Each line below either holds the string "roof" or doesn't. Count those that do and give only the number.
┄┄┄┄┄┄┄┄┄┄┄┄┄┄┄┄┄┄┄┄
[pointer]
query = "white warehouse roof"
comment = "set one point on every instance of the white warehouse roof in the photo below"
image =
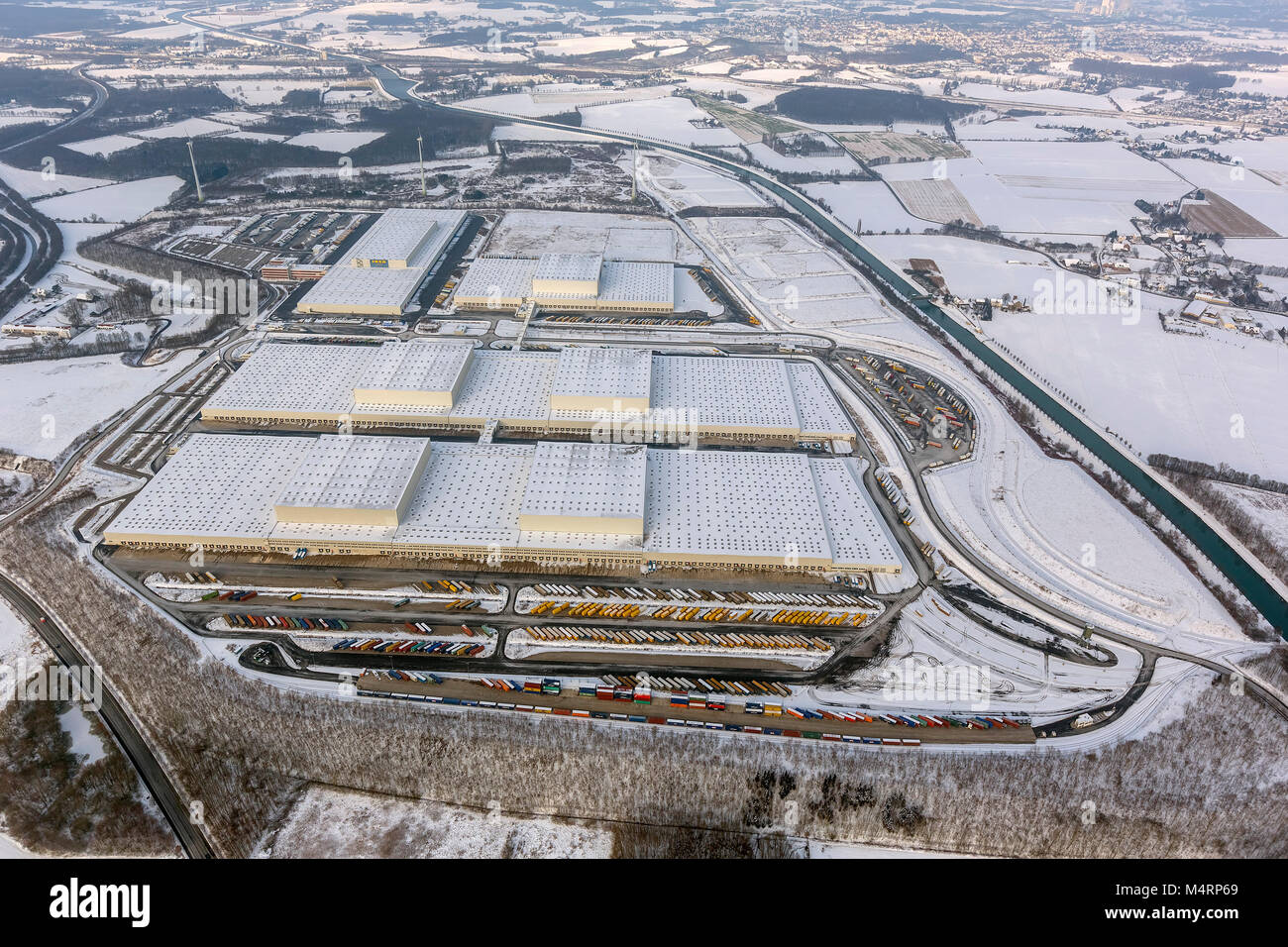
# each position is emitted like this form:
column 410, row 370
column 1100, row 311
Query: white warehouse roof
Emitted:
column 498, row 281
column 707, row 392
column 778, row 509
column 381, row 272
┄┄┄┄┄┄┄┄┄┄┄┄┄┄┄┄┄┄┄┄
__Response for this exercise__
3